# REQUIREMENTS:
Render the records below as a two-column CSV with columns named phrase and points. Use one row per record, with the request text under phrase and its answer under points, each enclosed in quotes and with line breaks replaced by spaces.
■ ■ ■
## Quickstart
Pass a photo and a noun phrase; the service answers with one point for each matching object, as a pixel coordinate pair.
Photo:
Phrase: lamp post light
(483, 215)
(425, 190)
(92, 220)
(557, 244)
■ ■ ■
# TASK OUTPUT:
phrase,points
"## Quickstart Pass a photo and a noun phrase; the service answers with one point for each matching object, as a pixel coordinate pair. Photo: Phrase: lamp post light","(483, 215) (425, 190) (92, 220) (557, 244)"